# [DIRECTIVE]
Reproduce word for word the part of the interview about "7 Against Chaos" running from "BLOODY DISGUSTING: What" down to "explain the process?".

# [TEXT EXCERPT]
◆ ◆ ◆ ◆
In July, Chadwick, along with legendary writer Harlan Ellison and celebrated colorist Ken Steacy, will appear in “7 Against Chaos”. This is a massive one-shot graphic work from DC Comics that defines the term “epic”. So much so that, at times, Chadwick admits to being pushed out of his comfort zone with the story (“Concrete”, beside the basic premise, is not an SF or superhero story. There are no supervillains and, much of the time, “Concrete’s” actions are due to him wanting to please people).

This writer spoke to Chadwick, discussing “7 Against Chaos”, writing dialogue with the man who once wrote “Demon With a Glass Hand” for The Outer Limits, the look of the principle figures, and how many people call Ken Steacy “Kenny.”

BLOODY DISGUSTING: What initially drew you to 7 Against Chaos?

PAUL CHADWICK: Harlan called. He’d sold what was then to be a 4-issue Prestige Format series to DC based on a detailed treatment. It was a stretch for me – I’m not known for cosmic spectacle, which was abundant in the story. But the chance to do something with Harlan, who championed Concrete from the beginning, and helped put it on the map, was irresistible.

Harlan’s always liked me, which kind of puzzles me. Maybe my mild and amiable personality calms him in his ordinarily careening existence. Or maybe it’s that I get his sense of humor and laugh at the right times.

BD: Harlan told me that you helped write the dialogue: “There were places where it was obvious what needed to be said and Paul, using my voice, filled it in.” Could you explain the process?

PC: From the beginning the plan was to work in sort of a maximalist Marvel method – dialogue last. Maximalist in that the treatment was highly detailed. There was no problem in breaking down the story, though I sometimes put in unspecified talking scenes where exposition could come out, just to be safe.

Once I started roughs, Harlan had some new thoughts. He’d set up this future world with a straightforward introduction – the prosperity of the interplanetary civilization, built on the backs of slaves –the “reordered” humans with special abilities and often disfigurements. Also, the (so far) absence of intelligent alien life. But it seemed a little slow (you can see roughs of these pages in the hardcover edition) so we dropped those pages. The gathering of the team amounts to a tour of the solar system, so the reader gets the lay of the land from that.

BD: Harlan’s writing is very distinctive (I once joked with a publisher that, in order to do an anthology tribute to Harlan, cloning would need to be perfected). You, through your work on Concrete and The World Below, also have a very distinctive narrative voice and ear for dialogue. Was it difficult, then, to do this kind of writing (as mentioned previously) when you two are so individual in your styles?
◆ ◆ ◆ ◆
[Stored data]
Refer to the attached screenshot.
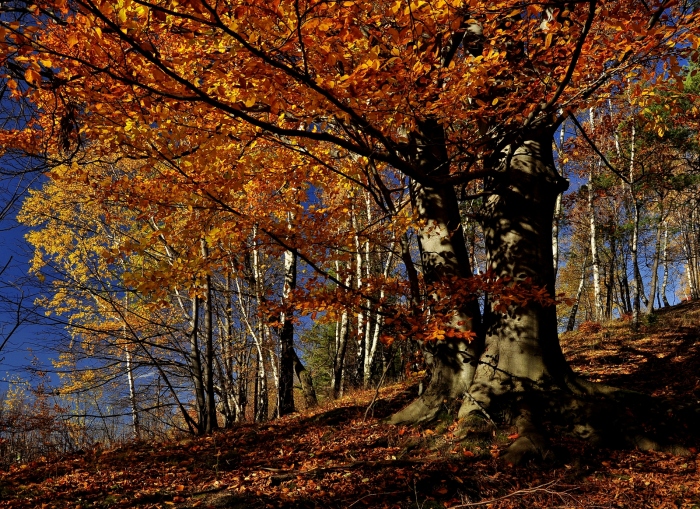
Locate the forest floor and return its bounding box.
[0,303,700,509]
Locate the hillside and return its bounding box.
[0,303,700,509]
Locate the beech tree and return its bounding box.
[0,0,700,462]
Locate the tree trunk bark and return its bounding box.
[647,218,663,313]
[292,349,318,410]
[278,246,298,416]
[391,117,482,424]
[661,222,670,307]
[189,297,207,434]
[566,249,589,332]
[588,108,603,321]
[201,239,219,433]
[459,130,572,426]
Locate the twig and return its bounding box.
[447,480,570,509]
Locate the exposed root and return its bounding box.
[501,407,552,465]
[387,394,442,425]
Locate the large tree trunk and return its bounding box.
[391,117,482,423]
[460,131,571,417]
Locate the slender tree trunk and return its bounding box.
[331,261,352,399]
[552,119,565,281]
[588,108,603,321]
[201,239,219,433]
[331,311,350,399]
[352,205,369,385]
[292,350,318,410]
[279,244,298,415]
[566,249,589,332]
[647,216,663,313]
[661,222,670,307]
[189,297,207,434]
[124,344,141,440]
[122,294,141,440]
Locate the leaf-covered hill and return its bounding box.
[0,303,700,508]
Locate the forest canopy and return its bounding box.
[0,0,700,462]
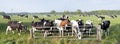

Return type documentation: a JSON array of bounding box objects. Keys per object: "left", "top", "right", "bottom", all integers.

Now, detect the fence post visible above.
[
  {"left": 96, "top": 25, "right": 102, "bottom": 41},
  {"left": 30, "top": 29, "right": 33, "bottom": 38}
]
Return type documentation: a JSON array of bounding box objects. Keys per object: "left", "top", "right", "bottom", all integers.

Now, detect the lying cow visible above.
[
  {"left": 3, "top": 15, "right": 11, "bottom": 20},
  {"left": 6, "top": 21, "right": 27, "bottom": 35}
]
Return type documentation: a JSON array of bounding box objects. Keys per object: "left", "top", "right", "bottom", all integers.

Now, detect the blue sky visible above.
[{"left": 0, "top": 0, "right": 120, "bottom": 12}]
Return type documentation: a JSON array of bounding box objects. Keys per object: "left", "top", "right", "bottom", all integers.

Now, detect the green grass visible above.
[{"left": 0, "top": 15, "right": 120, "bottom": 44}]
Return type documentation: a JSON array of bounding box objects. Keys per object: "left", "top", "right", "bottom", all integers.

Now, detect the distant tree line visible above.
[{"left": 0, "top": 9, "right": 120, "bottom": 15}]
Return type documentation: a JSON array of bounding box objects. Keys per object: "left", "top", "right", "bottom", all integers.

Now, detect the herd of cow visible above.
[{"left": 3, "top": 15, "right": 111, "bottom": 39}]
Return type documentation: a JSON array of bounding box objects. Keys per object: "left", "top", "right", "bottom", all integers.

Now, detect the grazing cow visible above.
[
  {"left": 70, "top": 20, "right": 82, "bottom": 39},
  {"left": 54, "top": 19, "right": 70, "bottom": 36},
  {"left": 25, "top": 15, "right": 28, "bottom": 18},
  {"left": 83, "top": 20, "right": 93, "bottom": 36},
  {"left": 78, "top": 19, "right": 84, "bottom": 29},
  {"left": 33, "top": 16, "right": 39, "bottom": 19},
  {"left": 32, "top": 19, "right": 54, "bottom": 37},
  {"left": 109, "top": 15, "right": 117, "bottom": 19},
  {"left": 6, "top": 21, "right": 27, "bottom": 35},
  {"left": 101, "top": 20, "right": 110, "bottom": 35},
  {"left": 3, "top": 15, "right": 11, "bottom": 20}
]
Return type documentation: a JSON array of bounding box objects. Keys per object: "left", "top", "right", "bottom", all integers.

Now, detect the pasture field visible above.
[{"left": 0, "top": 15, "right": 120, "bottom": 44}]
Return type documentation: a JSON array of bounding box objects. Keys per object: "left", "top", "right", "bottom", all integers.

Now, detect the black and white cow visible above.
[
  {"left": 25, "top": 15, "right": 28, "bottom": 18},
  {"left": 6, "top": 21, "right": 27, "bottom": 35},
  {"left": 33, "top": 16, "right": 39, "bottom": 19},
  {"left": 3, "top": 15, "right": 11, "bottom": 20},
  {"left": 97, "top": 16, "right": 105, "bottom": 20}
]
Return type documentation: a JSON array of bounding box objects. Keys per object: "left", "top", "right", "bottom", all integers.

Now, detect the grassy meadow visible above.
[{"left": 0, "top": 15, "right": 120, "bottom": 44}]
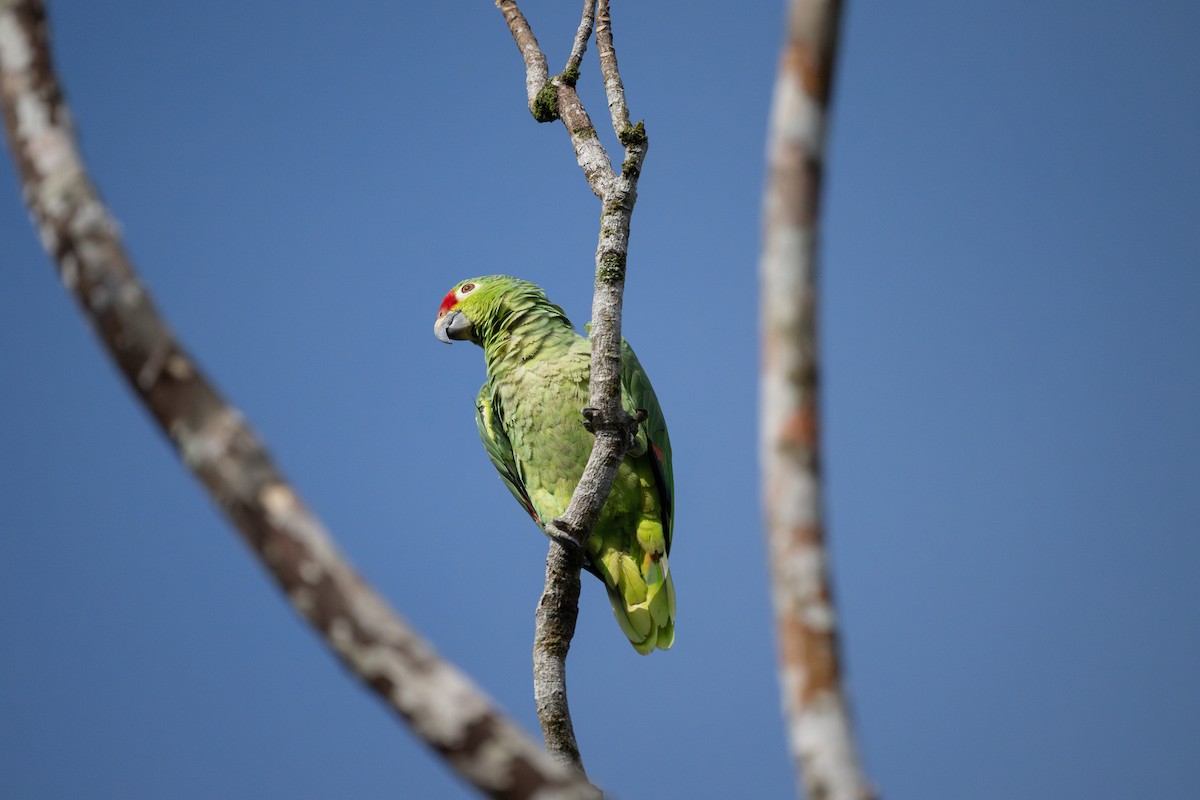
◆ ◆ ◆ ◆
# [SOLUTION FOR THIS EXERCISE]
BLOODY DISGUSTING: What initially drew you to 7 Against Chaos?

PAUL CHADWICK: Harlan called. He’d sold what was then to be a 4-issue Prestige Format series to DC based on a detailed treatment. It was a stretch for me – I’m not known for cosmic spectacle, which was abundant in the story. But the chance to do something with Harlan, who championed Concrete from the beginning, and helped put it on the map, was irresistible.

Harlan’s always liked me, which kind of puzzles me. Maybe my mild and amiable personality calms him in his ordinarily careening existence. Or maybe it’s that I get his sense of humor and laugh at the right times.

BD: Harlan told me that you helped write the dialogue: “There were places where it was obvious what needed to be said and Paul, using my voice, filled it in.” Could you explain the process?